Consignes de l'exercice >>
1: D'après le texte sur le fondateur du groupe Eels, quel est le titre du premier album de ce groupe ?
2: Rédigez la suite du texte sur le fondateur du groupe Eels, en commençant après sa dernière phrase.

Extrait à lire >>
◆ ◆ ◆ ◆ ◆
Il est des personnes que
trop peu de monde connaissent, s'en est triste. Parmi les plus
illustres d'entre eux se cache Mark Olivier Evrett. Plus communément
appelé « E » (prononcer i) il est le fondateur du groupe
clairement méconnu : Eels. Eels doit tout à Mr.E ainsi que
Mr.E doit tout à Eels, car après s'être fait la main avec deux
albums solo, il explose au grand jour le génie de cet homme au
travers d'un album, le premier de Eels : Beautiful Freak. Il est
dommage que la suite, pourtant toute aussi brillante, ne parvienne
pas à l'oreille des non initiés. Leur dernier album en date Tomorow
Morning est (encore) une réussite ; musicalement parlant tout y
est : de l'inventivité, de la créativité, le sens du
renouveau et une touche d'espoir qui avait bien trop longtemps
délaissé Mr.E. Avec ce nouvel opus plus intime et moins Rock, Eels
aurait du faire partie des meilleures ventes, des plus grandes
écoutes et bien il n'en est rien. A croire que ce talent est voué à
être utilisé dans la pénombre...
◆ ◆ ◆ ◆ ◆
Données extraites >>
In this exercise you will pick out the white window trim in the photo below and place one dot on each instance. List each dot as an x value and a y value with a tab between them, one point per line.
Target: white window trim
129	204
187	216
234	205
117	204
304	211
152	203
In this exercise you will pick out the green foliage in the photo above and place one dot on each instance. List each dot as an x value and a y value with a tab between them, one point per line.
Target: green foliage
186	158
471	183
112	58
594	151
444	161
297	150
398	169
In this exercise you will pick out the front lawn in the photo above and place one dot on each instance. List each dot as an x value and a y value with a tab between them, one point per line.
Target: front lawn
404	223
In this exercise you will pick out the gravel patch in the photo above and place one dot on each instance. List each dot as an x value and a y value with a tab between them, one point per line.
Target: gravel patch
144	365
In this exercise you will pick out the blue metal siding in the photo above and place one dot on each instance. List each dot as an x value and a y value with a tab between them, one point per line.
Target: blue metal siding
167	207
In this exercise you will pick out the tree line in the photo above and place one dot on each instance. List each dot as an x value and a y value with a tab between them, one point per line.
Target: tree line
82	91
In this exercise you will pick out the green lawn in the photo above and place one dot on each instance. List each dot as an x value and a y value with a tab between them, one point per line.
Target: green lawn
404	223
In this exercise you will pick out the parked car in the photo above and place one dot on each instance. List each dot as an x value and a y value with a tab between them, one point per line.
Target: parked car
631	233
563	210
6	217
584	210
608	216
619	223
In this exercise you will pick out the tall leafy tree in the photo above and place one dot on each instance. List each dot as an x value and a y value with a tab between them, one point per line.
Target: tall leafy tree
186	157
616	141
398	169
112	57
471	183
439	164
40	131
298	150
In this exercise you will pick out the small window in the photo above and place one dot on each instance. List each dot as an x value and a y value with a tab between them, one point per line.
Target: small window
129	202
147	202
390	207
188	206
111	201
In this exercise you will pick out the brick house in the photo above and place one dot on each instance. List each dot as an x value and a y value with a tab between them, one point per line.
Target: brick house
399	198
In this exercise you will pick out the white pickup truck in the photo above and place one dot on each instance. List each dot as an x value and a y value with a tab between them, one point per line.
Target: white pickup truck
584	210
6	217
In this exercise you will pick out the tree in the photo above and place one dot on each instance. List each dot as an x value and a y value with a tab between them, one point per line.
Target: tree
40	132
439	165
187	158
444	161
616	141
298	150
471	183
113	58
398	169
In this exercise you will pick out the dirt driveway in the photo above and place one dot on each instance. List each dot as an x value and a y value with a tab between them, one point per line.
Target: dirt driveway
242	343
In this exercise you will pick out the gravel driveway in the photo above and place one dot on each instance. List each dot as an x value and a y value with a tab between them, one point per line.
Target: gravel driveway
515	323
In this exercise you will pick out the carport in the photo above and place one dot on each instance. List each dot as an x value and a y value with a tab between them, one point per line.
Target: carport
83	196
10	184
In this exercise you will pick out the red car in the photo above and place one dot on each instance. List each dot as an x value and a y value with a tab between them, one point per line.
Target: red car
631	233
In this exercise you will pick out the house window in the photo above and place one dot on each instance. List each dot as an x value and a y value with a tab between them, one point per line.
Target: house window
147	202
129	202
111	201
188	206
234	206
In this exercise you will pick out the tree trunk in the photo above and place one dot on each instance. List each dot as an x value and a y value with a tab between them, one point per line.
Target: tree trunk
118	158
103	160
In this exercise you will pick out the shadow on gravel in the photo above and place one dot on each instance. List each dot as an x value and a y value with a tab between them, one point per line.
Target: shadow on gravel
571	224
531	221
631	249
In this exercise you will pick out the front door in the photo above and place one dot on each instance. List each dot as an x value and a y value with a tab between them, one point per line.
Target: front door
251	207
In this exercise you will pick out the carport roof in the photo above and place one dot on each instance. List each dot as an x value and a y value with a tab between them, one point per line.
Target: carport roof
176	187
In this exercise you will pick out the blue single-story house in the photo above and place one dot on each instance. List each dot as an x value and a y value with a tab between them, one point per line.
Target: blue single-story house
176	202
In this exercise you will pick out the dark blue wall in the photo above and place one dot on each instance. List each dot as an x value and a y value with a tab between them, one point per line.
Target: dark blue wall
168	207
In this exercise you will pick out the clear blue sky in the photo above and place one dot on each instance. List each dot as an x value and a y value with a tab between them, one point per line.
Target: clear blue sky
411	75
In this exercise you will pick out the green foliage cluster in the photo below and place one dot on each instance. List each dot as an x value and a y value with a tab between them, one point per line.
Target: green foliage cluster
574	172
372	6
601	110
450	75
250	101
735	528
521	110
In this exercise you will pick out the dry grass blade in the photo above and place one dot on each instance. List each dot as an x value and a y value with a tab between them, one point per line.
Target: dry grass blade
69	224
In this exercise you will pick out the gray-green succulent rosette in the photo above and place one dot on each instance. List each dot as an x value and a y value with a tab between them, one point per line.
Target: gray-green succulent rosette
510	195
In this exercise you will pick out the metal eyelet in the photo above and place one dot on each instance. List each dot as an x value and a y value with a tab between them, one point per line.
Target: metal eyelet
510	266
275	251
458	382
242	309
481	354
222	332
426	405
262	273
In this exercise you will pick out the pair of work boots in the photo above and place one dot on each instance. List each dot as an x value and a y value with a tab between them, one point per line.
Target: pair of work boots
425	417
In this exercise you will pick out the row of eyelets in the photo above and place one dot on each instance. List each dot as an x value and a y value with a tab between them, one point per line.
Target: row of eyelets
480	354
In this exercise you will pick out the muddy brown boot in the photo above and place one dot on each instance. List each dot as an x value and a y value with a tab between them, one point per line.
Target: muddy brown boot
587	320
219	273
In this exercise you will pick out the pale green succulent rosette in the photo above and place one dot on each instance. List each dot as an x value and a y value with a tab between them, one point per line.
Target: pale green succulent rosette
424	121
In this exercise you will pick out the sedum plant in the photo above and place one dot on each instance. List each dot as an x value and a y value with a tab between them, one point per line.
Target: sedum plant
◆ ◆ ◆ ◆ ◆
Réponses par consigne >>
1: Beautiful Freak.

2:
Ce n'en est pas moins une
hérésie que de voir un album ( un premier album, rendez-vous
compte !) tel que Beautiful Freak, car c'est de celui-ci qu'il
est question aujourd'hui, si méconnu de nos jours. Il avait pourtant
tout du grand album dont tout le monde se souvient bien des années
plus tard. Pourquoi une telle qualité n'est-elle pas transformée ce
premier opus en un classique ?
Autopsie d'un album qui
aurait dû être au rang des plus grands.
Pour commencer, un album
qui se veut bon doit donner envie d'être ré-écouter sans ce
sentiment de lassitude lié à un même style utilisé sur chaque
chanson. On se souvient du très hétéroclite « Rumours »
qui avait été un des albums les plus réussit des années 70. De ce
coté là, Beautiful Freak fait le travail et le fait bien. Si le
style général se veut Rock, c'est une palette complète de nuances
musicales que nous offre Mr.E durant les 43 minutes que dure l'album.
Parfois il n'est même pas possible de classer les chansons tant son
inspiration est hors norme. « Susan's House » est
inclassable de part son approche chantée/parlée au travers d'un
téléphone old school ;
il en va de même pour l'ovni qu'est « Flower » :
introduire un ukulélé sur des chœurs religieux est un pari risqué.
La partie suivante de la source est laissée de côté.